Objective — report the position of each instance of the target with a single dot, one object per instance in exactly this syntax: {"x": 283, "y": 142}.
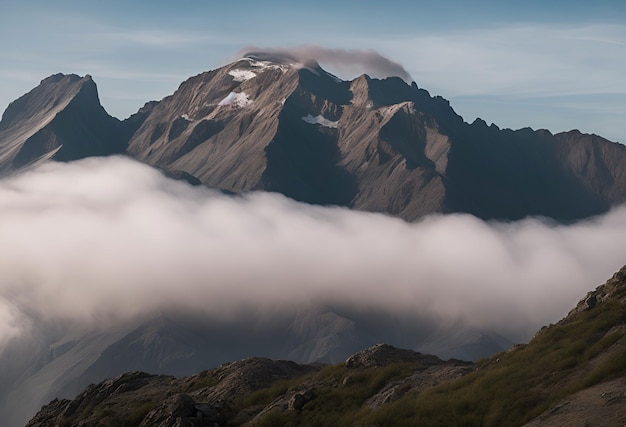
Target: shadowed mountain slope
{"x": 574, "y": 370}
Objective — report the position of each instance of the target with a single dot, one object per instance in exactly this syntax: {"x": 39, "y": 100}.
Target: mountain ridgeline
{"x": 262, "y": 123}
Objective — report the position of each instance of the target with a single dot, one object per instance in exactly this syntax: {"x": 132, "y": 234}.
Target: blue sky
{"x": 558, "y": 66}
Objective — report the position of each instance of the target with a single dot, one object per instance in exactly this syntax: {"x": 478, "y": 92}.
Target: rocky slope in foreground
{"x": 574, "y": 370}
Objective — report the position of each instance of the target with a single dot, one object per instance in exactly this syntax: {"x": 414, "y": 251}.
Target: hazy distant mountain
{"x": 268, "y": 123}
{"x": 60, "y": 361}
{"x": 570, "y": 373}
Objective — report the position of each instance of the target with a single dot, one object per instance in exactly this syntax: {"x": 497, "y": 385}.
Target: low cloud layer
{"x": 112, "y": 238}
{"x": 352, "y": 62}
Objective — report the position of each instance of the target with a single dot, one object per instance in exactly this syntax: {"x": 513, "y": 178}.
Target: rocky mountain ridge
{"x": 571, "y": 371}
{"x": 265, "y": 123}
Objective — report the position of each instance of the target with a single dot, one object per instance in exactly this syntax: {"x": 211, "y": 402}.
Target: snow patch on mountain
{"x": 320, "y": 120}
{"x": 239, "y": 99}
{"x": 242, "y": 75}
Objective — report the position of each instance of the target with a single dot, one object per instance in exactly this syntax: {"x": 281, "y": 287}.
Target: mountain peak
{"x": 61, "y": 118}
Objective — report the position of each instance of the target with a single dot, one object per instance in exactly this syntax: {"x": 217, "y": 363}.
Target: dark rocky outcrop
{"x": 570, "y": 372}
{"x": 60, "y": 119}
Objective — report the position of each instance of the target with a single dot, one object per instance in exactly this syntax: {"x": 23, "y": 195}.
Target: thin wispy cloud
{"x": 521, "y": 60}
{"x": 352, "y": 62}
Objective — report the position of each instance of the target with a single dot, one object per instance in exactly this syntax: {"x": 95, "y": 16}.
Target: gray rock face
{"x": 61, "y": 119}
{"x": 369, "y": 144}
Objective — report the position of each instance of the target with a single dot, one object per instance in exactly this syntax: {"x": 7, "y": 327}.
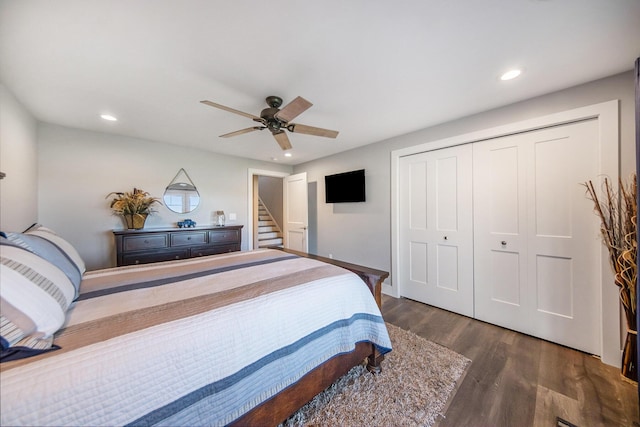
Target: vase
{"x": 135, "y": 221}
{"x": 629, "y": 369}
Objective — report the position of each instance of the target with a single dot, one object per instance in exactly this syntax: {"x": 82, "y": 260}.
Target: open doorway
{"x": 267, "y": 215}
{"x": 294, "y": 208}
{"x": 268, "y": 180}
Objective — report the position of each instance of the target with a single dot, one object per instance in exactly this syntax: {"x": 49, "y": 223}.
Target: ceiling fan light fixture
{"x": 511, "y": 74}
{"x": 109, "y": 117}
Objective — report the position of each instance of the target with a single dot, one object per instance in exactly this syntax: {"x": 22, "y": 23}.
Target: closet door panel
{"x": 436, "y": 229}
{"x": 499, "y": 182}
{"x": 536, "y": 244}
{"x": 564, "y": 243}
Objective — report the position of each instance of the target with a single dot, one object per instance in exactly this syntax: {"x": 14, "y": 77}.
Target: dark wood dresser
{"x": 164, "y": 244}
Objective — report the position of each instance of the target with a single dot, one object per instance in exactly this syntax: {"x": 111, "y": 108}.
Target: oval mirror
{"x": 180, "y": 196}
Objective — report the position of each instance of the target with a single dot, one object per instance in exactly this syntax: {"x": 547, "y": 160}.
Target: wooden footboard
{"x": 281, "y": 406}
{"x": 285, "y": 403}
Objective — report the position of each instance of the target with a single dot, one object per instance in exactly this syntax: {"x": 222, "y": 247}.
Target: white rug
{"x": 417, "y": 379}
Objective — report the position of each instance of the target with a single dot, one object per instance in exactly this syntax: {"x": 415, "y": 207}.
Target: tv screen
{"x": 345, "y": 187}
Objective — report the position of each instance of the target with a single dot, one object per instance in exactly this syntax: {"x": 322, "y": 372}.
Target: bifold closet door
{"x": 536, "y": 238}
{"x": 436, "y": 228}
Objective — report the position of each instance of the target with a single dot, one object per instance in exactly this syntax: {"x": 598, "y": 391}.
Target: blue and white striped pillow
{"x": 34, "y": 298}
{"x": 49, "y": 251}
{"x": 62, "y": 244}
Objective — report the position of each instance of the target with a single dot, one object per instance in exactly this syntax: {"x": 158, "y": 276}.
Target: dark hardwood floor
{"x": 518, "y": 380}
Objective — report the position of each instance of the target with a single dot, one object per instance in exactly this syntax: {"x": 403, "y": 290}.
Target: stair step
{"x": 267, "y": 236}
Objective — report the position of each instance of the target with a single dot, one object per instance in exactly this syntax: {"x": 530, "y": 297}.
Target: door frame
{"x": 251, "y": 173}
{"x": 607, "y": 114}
■ ■ ■ ■
Requirement: Repeat exactly the lines from the line containing "Target: bifold closet door" through the end of the listing above; both boundary lines are part of the output.

Exercise response:
Target: bifold closet door
{"x": 536, "y": 238}
{"x": 436, "y": 228}
Objective — report the position of each instance of the target with a single dot, one object per instance in exactly this syntax: {"x": 598, "y": 391}.
Target: blue and white striped pillow
{"x": 34, "y": 298}
{"x": 49, "y": 251}
{"x": 62, "y": 244}
Objective — report the position of each instance of the target with a single dot, one object per instance in exactly this syntax: {"x": 158, "y": 276}.
Target: dark hardwood floor
{"x": 518, "y": 380}
Objective — report the position of each instance of the target with a single dot, one object per instance in exactly this syntax: {"x": 403, "y": 290}.
Target: stair step
{"x": 267, "y": 236}
Objective — report the position of each instance of the target with a single dot, one object per instance in exactly this syntax: {"x": 530, "y": 297}.
Target: door frame
{"x": 251, "y": 173}
{"x": 607, "y": 114}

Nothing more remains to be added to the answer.